• TASK TO COMPLETE: Report every line in the rows below that contains the string "white", copying each line in full.

Mask labeling examples:
---
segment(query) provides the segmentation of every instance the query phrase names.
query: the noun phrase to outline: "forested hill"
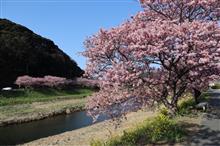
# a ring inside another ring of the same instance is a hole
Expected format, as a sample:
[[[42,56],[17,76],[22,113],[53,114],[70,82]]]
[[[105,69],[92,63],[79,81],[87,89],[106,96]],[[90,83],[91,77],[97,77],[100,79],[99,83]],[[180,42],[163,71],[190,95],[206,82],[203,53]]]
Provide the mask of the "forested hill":
[[[77,63],[53,41],[0,19],[0,87],[12,85],[20,75],[74,78],[82,74]]]

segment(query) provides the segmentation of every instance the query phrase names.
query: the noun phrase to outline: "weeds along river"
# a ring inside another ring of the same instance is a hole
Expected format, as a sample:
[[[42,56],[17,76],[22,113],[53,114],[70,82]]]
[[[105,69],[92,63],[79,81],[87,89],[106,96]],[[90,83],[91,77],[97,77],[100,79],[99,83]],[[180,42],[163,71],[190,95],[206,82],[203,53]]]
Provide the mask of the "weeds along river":
[[[106,120],[100,116],[97,122]],[[40,121],[0,127],[0,145],[15,145],[92,125],[85,111],[59,115]]]

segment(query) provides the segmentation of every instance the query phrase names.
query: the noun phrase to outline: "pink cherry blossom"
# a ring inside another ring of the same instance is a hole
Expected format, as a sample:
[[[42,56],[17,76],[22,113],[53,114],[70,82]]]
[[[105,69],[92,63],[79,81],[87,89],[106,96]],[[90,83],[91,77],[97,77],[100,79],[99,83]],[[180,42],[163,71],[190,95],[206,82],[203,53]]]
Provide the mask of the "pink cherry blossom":
[[[94,117],[123,115],[126,101],[138,108],[124,113],[158,103],[176,112],[184,93],[219,79],[219,0],[140,2],[142,12],[85,41],[85,76],[101,82],[87,104]]]

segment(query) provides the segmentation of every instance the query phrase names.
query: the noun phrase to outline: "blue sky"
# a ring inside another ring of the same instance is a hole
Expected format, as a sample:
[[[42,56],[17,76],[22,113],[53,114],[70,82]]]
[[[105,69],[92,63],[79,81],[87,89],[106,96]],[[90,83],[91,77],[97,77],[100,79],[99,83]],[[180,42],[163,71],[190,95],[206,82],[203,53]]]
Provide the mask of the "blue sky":
[[[53,40],[83,69],[86,59],[78,52],[84,50],[84,40],[141,9],[135,0],[0,0],[0,4],[1,18]]]

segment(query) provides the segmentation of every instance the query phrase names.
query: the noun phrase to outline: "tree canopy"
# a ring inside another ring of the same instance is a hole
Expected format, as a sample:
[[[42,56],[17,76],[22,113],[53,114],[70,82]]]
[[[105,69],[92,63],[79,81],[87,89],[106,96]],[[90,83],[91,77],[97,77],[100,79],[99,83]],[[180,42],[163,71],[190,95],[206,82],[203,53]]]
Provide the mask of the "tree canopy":
[[[89,113],[121,116],[163,103],[172,113],[220,75],[219,0],[141,0],[143,11],[85,41],[86,75],[102,81]]]

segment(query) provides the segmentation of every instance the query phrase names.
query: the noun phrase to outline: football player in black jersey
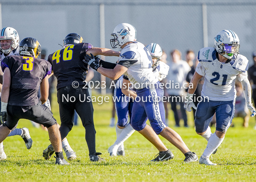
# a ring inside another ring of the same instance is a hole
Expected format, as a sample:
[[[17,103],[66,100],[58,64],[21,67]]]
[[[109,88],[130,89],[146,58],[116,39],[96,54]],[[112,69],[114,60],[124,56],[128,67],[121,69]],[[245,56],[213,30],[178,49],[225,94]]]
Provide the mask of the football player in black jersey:
[[[84,82],[89,66],[83,60],[86,54],[119,56],[120,52],[94,47],[90,43],[83,42],[83,38],[77,33],[69,34],[64,40],[64,48],[49,55],[48,60],[52,66],[52,70],[57,80],[61,139],[65,138],[72,129],[75,109],[85,129],[85,139],[90,160],[101,161],[105,160],[98,156],[101,154],[96,151],[93,107],[91,101],[88,98],[89,92]],[[50,147],[48,146],[48,149]],[[47,150],[47,149],[45,151]]]
[[[38,58],[41,47],[35,39],[25,38],[19,46],[19,56],[7,56],[1,62],[4,76],[0,143],[16,128],[20,119],[29,119],[48,128],[56,154],[55,164],[69,164],[64,159],[56,120],[48,107],[42,104],[48,98],[48,79],[52,66],[45,60]],[[38,98],[39,86],[41,96]]]

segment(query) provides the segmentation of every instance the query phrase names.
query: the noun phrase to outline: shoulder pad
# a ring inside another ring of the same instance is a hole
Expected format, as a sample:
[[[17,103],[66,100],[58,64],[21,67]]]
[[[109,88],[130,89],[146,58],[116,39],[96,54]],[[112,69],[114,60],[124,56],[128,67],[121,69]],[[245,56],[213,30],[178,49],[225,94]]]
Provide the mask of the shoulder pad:
[[[232,60],[229,63],[234,69],[241,72],[245,72],[249,68],[248,59],[241,54],[237,55],[236,60]]]
[[[199,62],[212,62],[217,59],[216,50],[213,47],[204,47],[198,52],[197,59]]]

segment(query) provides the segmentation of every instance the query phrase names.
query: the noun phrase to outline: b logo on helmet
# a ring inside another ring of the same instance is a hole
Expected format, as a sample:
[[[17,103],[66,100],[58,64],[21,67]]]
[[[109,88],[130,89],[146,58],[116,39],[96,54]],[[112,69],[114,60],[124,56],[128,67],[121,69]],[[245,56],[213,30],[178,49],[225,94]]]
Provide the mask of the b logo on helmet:
[[[221,36],[220,35],[216,35],[216,36],[215,37],[215,40],[217,41],[217,42],[219,42],[219,41],[220,41],[221,42],[222,42],[222,41],[221,40]]]
[[[11,35],[14,35],[14,34],[15,37],[16,37],[18,35],[18,32],[15,30],[13,31],[13,33],[12,33],[11,34]]]

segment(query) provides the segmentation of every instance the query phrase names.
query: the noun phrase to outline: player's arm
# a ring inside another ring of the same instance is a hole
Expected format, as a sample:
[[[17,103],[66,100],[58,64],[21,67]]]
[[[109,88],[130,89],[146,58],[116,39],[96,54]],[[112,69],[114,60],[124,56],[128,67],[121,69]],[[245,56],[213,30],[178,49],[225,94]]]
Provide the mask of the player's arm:
[[[100,67],[97,70],[97,71],[108,78],[115,80],[119,78],[127,70],[128,68],[124,66],[117,64],[113,70],[106,69]]]
[[[119,57],[120,52],[115,51],[107,48],[100,48],[99,47],[93,47],[86,51],[86,54],[90,55],[93,54],[94,56],[102,55],[106,56]]]
[[[3,79],[4,76],[4,73],[1,69],[0,69],[0,83],[3,84]]]
[[[127,96],[131,97],[133,99],[135,99],[135,98],[137,96],[137,94],[134,93],[131,88],[129,87],[130,81],[129,80],[127,80],[125,78],[123,79],[123,85],[122,85],[122,92]]]
[[[5,126],[4,122],[7,120],[7,106],[10,93],[11,86],[11,71],[9,68],[6,67],[4,70],[2,95],[1,98],[1,115],[3,125]]]
[[[196,107],[193,101],[193,95],[197,86],[198,82],[200,79],[202,78],[203,76],[199,75],[196,71],[195,72],[194,75],[191,79],[191,81],[189,83],[190,85],[192,84],[193,87],[192,88],[189,88],[188,90],[188,94],[185,98],[185,102],[184,104],[184,108],[188,112],[192,111],[191,107],[193,107],[195,109],[196,109]]]
[[[191,81],[190,82],[190,85],[192,85],[192,88],[189,88],[188,90],[188,94],[193,94],[196,91],[196,87],[197,87],[198,83],[203,76],[198,74],[196,71],[195,72],[194,75],[193,76]]]
[[[244,74],[238,75],[238,80],[241,82],[242,84],[247,107],[252,112],[251,116],[253,117],[256,115],[256,111],[252,103],[251,85],[247,77],[247,71]]]
[[[46,75],[40,84],[40,92],[41,96],[39,98],[39,100],[42,102],[42,104],[45,103],[48,99],[49,94],[49,75]]]

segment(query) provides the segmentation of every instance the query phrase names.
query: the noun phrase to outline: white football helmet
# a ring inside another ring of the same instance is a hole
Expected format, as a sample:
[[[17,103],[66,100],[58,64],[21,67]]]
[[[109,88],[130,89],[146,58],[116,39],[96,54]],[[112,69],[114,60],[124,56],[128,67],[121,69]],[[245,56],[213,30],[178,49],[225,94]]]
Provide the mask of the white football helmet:
[[[121,23],[116,27],[111,36],[114,37],[110,39],[112,48],[120,49],[127,42],[136,40],[136,29],[131,24]]]
[[[0,44],[0,52],[7,54],[18,47],[19,37],[16,30],[12,27],[5,27],[0,30],[0,41],[4,40],[11,40],[11,42],[7,44]],[[10,46],[10,48],[5,49],[5,47],[9,46]]]
[[[236,34],[230,30],[218,33],[214,37],[214,48],[222,56],[230,59],[236,58],[239,54],[239,39]]]
[[[154,70],[159,64],[159,62],[162,59],[162,56],[163,55],[163,51],[160,46],[155,43],[151,43],[147,46],[146,47],[148,50],[152,58],[157,58],[157,62],[152,65],[152,68]]]

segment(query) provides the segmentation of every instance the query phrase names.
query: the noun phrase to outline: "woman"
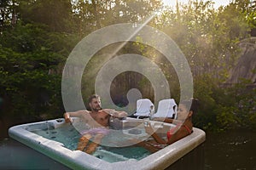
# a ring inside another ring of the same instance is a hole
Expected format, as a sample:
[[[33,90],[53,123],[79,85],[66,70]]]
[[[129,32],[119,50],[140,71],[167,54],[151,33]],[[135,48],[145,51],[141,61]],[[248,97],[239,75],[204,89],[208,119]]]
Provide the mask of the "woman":
[[[152,152],[155,152],[160,149],[171,144],[189,134],[193,132],[192,116],[195,115],[198,108],[198,99],[192,99],[189,100],[182,101],[177,109],[177,120],[167,120],[166,122],[173,122],[175,128],[171,128],[167,132],[166,139],[160,138],[153,129],[150,123],[145,126],[145,131],[150,134],[154,140],[148,140],[140,144],[143,147],[148,149]]]

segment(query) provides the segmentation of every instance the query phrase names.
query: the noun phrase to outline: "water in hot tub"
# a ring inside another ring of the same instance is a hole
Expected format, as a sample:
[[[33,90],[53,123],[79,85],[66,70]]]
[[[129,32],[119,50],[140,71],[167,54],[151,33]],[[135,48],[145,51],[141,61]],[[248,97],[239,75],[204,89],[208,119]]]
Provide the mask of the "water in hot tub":
[[[81,137],[77,128],[67,123],[58,128],[33,129],[31,132],[48,139],[61,142],[64,144],[64,147],[72,150],[76,150],[78,141]],[[111,130],[110,133],[103,138],[101,145],[97,147],[93,156],[108,162],[126,161],[128,159],[141,160],[151,153],[143,147],[129,146],[128,144],[126,147],[119,147],[119,144],[122,145],[124,142],[129,141],[132,138],[143,139],[146,136],[143,127],[137,127],[124,131]]]

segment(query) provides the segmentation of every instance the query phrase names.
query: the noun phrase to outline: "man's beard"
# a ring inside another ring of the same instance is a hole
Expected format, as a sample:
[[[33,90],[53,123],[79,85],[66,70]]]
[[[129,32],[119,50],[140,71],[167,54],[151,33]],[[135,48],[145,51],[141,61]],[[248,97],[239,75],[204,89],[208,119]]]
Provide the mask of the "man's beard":
[[[98,110],[102,110],[102,107],[91,108],[91,110],[92,110],[92,111],[98,111]]]

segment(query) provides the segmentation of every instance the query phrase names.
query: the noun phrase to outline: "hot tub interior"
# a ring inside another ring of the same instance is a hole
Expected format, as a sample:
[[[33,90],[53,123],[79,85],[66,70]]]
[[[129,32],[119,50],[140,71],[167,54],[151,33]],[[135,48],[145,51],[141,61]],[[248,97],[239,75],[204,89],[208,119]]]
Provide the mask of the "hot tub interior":
[[[56,122],[59,122],[59,123],[44,122],[28,125],[26,130],[45,139],[60,142],[63,144],[64,147],[75,150],[78,141],[81,137],[78,128],[81,129],[83,127],[86,128],[86,125],[79,119],[74,120],[73,125],[65,123],[64,120],[61,119],[58,119]],[[115,162],[129,159],[141,160],[151,154],[148,150],[137,146],[135,144],[133,146],[130,146],[130,140],[133,139],[144,140],[148,138],[144,131],[143,120],[121,122],[115,120],[115,122],[119,122],[119,126],[116,126],[116,123],[111,123],[112,130],[110,133],[103,138],[93,156],[108,162]],[[60,122],[61,123],[60,124]],[[158,127],[157,131],[159,133],[161,133],[161,131],[166,132],[170,128],[170,126],[164,125],[161,122],[154,122],[153,125]],[[120,145],[123,147],[120,147]]]
[[[83,169],[137,169],[138,167],[140,169],[166,168],[205,140],[205,133],[194,128],[192,134],[152,154],[146,149],[130,143],[132,139],[148,139],[148,134],[144,131],[145,120],[127,117],[126,120],[110,122],[111,133],[103,138],[101,145],[90,156],[75,150],[80,138],[79,129],[89,128],[80,121],[75,119],[70,124],[66,123],[62,118],[49,120],[15,126],[9,132],[11,138],[52,159],[71,168]],[[160,122],[150,123],[163,138],[173,126]],[[125,145],[127,141],[128,144]]]

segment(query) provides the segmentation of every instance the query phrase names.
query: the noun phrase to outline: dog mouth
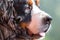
---
• OUTPUT FOR THIS TASK:
query: the noun phrase to outline: white football helmet
Provide the mask of the white football helmet:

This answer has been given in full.